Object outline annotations
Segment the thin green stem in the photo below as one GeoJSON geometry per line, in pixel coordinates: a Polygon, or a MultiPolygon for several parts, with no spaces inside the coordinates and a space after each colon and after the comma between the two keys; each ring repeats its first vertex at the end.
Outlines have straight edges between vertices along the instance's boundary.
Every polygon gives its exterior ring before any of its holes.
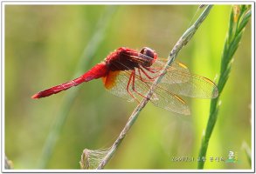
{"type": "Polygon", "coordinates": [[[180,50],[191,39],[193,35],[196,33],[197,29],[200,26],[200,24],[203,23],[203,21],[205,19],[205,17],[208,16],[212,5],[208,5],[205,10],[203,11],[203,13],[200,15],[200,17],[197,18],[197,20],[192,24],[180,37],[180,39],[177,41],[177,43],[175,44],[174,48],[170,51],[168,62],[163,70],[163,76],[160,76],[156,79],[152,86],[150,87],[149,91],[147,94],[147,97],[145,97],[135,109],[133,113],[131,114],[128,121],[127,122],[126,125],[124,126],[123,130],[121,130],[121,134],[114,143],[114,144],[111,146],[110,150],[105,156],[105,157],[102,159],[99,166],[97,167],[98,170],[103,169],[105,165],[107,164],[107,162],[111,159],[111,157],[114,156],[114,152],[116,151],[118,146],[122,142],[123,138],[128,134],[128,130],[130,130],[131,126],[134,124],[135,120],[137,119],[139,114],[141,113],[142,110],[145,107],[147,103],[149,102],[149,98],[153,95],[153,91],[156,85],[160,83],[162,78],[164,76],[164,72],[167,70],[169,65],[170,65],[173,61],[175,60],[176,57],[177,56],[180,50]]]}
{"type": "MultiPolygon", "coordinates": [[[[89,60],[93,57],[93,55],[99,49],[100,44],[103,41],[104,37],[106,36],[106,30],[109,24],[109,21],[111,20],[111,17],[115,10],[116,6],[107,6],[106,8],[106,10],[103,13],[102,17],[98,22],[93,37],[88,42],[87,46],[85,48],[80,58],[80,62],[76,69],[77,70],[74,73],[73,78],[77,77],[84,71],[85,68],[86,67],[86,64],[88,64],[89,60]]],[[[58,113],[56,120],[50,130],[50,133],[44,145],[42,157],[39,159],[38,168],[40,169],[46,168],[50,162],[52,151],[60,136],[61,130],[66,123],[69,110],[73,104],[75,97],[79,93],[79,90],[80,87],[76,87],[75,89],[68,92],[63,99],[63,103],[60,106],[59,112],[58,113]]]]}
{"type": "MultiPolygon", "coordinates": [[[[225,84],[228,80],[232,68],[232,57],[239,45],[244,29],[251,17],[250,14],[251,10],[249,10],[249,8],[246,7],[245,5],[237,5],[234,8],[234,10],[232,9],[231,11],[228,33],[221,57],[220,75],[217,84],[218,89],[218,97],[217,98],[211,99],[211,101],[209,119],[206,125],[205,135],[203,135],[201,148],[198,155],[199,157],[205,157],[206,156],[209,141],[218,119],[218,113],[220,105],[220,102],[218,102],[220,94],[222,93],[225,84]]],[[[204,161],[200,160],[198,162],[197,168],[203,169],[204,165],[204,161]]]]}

◆ The task: Print every row above again word for word, but leave the pictures out.

◆ Full answer:
Segment the thin green stem in the photo below as one GeoJSON geometry per line, in pixel coordinates: a Polygon, or a MultiPolygon for several parts, with no spaces inside the coordinates and a space after each colon and after the comma between the two keys; each ring repeats its first vertex at the end.
Outlines have straight edges between vertices along the instance's boundary.
Every polygon gives its exterior ring before any of its holes.
{"type": "Polygon", "coordinates": [[[180,50],[191,39],[193,35],[196,33],[197,29],[200,26],[200,24],[203,23],[203,21],[205,19],[205,17],[208,16],[212,5],[208,5],[205,10],[203,11],[203,13],[200,15],[200,17],[197,18],[197,20],[192,24],[180,37],[180,39],[177,41],[177,43],[175,44],[174,48],[170,51],[168,62],[163,70],[163,76],[160,76],[156,79],[152,86],[150,87],[149,91],[147,94],[147,97],[145,97],[135,109],[133,113],[131,114],[128,121],[127,122],[126,125],[124,126],[123,130],[121,130],[121,134],[114,143],[114,144],[111,146],[110,150],[105,156],[105,157],[102,159],[99,166],[97,167],[98,170],[103,169],[105,165],[107,164],[107,162],[111,159],[111,157],[114,156],[114,152],[116,151],[118,146],[122,142],[123,138],[128,134],[128,130],[130,130],[131,126],[134,124],[135,120],[137,119],[139,114],[141,113],[142,110],[145,107],[147,103],[149,102],[149,98],[153,95],[153,91],[156,85],[160,83],[162,78],[164,76],[164,72],[167,70],[169,65],[170,65],[173,61],[175,60],[176,57],[177,56],[180,50]]]}
{"type": "MultiPolygon", "coordinates": [[[[89,60],[93,57],[93,55],[99,49],[100,44],[103,41],[104,37],[106,36],[106,30],[109,24],[109,21],[111,20],[111,17],[115,10],[116,6],[107,6],[106,8],[106,10],[103,13],[102,17],[98,22],[93,37],[88,42],[87,46],[85,48],[80,58],[80,62],[76,69],[77,70],[74,73],[73,78],[77,77],[84,71],[85,68],[86,67],[86,64],[88,64],[89,60]]],[[[58,113],[56,120],[50,130],[50,133],[44,145],[42,157],[39,159],[38,168],[40,169],[46,168],[50,162],[52,151],[60,136],[61,130],[66,123],[69,110],[73,104],[75,97],[79,93],[79,90],[80,87],[76,87],[75,89],[68,92],[63,99],[63,103],[60,106],[59,112],[58,113]]]]}
{"type": "MultiPolygon", "coordinates": [[[[225,84],[228,80],[232,68],[232,57],[239,45],[244,29],[251,17],[250,14],[251,10],[249,10],[249,8],[246,7],[245,5],[237,5],[234,8],[234,10],[232,9],[231,11],[228,33],[221,57],[220,75],[217,84],[218,89],[218,97],[217,98],[211,99],[211,101],[209,119],[206,125],[205,135],[203,135],[201,148],[198,155],[199,157],[205,157],[206,156],[209,141],[218,119],[218,113],[220,105],[220,102],[218,102],[220,94],[222,93],[225,84]]],[[[204,161],[200,160],[198,162],[197,168],[203,169],[204,165],[204,161]]]]}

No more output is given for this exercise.